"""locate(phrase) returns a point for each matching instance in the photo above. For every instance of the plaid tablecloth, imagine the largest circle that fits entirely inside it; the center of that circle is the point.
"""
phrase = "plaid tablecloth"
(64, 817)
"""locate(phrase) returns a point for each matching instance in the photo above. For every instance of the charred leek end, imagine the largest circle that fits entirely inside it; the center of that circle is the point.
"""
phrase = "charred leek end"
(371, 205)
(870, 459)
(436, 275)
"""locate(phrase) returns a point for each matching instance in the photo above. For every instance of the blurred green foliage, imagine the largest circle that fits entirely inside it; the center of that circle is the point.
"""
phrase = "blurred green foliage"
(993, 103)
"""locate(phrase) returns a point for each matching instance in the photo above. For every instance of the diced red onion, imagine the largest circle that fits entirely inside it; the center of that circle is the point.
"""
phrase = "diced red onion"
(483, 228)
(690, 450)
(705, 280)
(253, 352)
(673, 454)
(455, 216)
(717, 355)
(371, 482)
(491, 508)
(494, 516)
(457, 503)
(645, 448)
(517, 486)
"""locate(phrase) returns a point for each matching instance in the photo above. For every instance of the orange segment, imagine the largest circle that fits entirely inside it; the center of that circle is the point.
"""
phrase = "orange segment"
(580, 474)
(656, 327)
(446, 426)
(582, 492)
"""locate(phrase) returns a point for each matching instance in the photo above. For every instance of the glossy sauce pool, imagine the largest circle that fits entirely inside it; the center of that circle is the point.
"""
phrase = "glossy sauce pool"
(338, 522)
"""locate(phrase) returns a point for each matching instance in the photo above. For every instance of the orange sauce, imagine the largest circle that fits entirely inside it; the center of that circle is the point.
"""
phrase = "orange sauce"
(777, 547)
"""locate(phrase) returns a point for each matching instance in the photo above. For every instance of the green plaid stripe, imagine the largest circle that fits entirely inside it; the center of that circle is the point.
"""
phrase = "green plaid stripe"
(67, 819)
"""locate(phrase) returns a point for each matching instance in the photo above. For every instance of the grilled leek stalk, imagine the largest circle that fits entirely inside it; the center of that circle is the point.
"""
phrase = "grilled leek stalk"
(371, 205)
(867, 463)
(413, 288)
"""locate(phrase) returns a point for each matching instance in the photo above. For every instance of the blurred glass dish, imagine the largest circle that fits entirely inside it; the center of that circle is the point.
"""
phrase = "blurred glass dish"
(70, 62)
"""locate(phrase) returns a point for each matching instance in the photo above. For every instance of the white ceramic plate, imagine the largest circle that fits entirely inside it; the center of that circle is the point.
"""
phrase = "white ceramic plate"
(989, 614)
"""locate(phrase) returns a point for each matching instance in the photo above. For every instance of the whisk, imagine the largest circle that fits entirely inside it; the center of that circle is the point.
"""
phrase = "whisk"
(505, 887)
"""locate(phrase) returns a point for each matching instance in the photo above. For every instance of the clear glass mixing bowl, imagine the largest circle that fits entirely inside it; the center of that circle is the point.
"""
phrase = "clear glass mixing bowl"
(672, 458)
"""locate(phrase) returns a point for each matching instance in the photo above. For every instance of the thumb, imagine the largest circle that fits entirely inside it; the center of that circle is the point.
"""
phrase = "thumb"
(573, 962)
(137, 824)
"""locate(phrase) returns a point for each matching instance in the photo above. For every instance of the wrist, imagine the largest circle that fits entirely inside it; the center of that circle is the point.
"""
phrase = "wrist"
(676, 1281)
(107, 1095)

#### DIRECTIONS FOR THIS TASK
Repeat the entries above exactly, leaving nothing out.

#### WRITTEN RESPONSE
"""locate(phrase) returns a point for each matching instance in the photo above. For every instance of the plaid tablecloth, imagine the largest circle that fits entirely inside it; the center of that circle is the point.
"""
phrase = "plaid tablecloth"
(64, 817)
"""locate(phrase) returns a point for each matching instance in the photo above. For every instance of the charred leek end, imagine the largest circle that fits entirely inside it; the center of that circle is the point.
"""
phrase = "charred leek end"
(371, 205)
(870, 459)
(436, 275)
"""locate(phrase) returns a point for each matching instance in the photo above. For every instance of the blurred green foliage, imagine the largest circle that fits entirely inside it; the center of that circle is the point.
"""
phrase = "blurred green foliage"
(993, 103)
"""locate(phrase) returns a point for each matching instance in the photo above. For every instance of the diced red onion, imagine the largest circle that fits entirely inside it; the center of that circle is the point.
"""
phrase = "diced red onion"
(483, 228)
(690, 450)
(705, 280)
(253, 352)
(673, 454)
(455, 216)
(717, 355)
(371, 482)
(491, 508)
(494, 516)
(457, 503)
(645, 448)
(517, 486)
"""locate(phrase) returns a point for each matching instance in the photo above. For every instance of the orange segment, imagine the largest circle that fits entirely inside it; the center of that circle is the point.
"""
phrase = "orange segment"
(580, 474)
(656, 327)
(446, 426)
(582, 492)
"""locate(phrase) returns a point for each matching instance in the photo above. For every instance of the glossy sauce pool, imagine the largest circle that fits entirely inside it; the center of that circle is the point.
"""
phrase = "glossy sauce pool"
(338, 522)
"""locate(phrase) returns a point for each matching instance in the photo above. For every instance of the orange sauce, imagine the largest circle that fits entirely inside it; the center of that circle is the point.
"""
phrase = "orange sauce"
(777, 547)
"""locate(phrase) returns a point for each matching instance in the photo above. For every instance of the green plaid stripe, imagine the largest circle that fits entirely inside it; the center of that circle is the point.
"""
phrase = "green plaid stripe"
(67, 819)
"""locate(phrase) returns a point for each matching instance in the photo above. For every instance of the grilled leek stalk, imagine the largest circle that fits entirely inside it; the center of that circle is the point.
"""
phrase = "grilled leek stalk"
(371, 205)
(867, 463)
(413, 288)
"""locate(phrase) returns a point for each matching instance in the photo above. For every instance of the blurred glass dish, imagine the largest circle that fits entirely inside it; the center of that circle is the point.
"""
phrase = "blurred glass dish"
(70, 62)
"""locate(phrase) returns a point for each matching instance in the photo above. For every instance of the white ceramic plate, imagine the largest circle that fits entirely inside it; the center of that circle is the point.
"""
phrase = "white ceramic plate"
(989, 614)
"""locate(phrase) returns a point for each matching instance in the photo above. For every instance of the whisk, imagine the largest circle that fits entirely inside it; the center of that circle is the point.
"""
phrase = "whisk"
(505, 887)
"""locate(phrase) returns a point for each matching instance in the photo above. For every instance of the clear glass mixing bowl, imagine the largest circle that fits entirely inside it; the center of that circle is the point.
"""
phrase = "clear glass mixing bowl"
(672, 458)
"""locate(phrase) returns a point for each matching instance in the photo above. For every instance of the thumb, imagine the largest circle that fits entirely inside it; the center of that circle is the point.
"""
phrase = "thumb"
(573, 962)
(137, 824)
"""locate(phrase) returns a point for each matching instance in the photo above. For every instance of the wrist, imagine the largest circle that fits entirely inside it; the center of that circle is the point.
"""
phrase = "wrist"
(676, 1281)
(107, 1095)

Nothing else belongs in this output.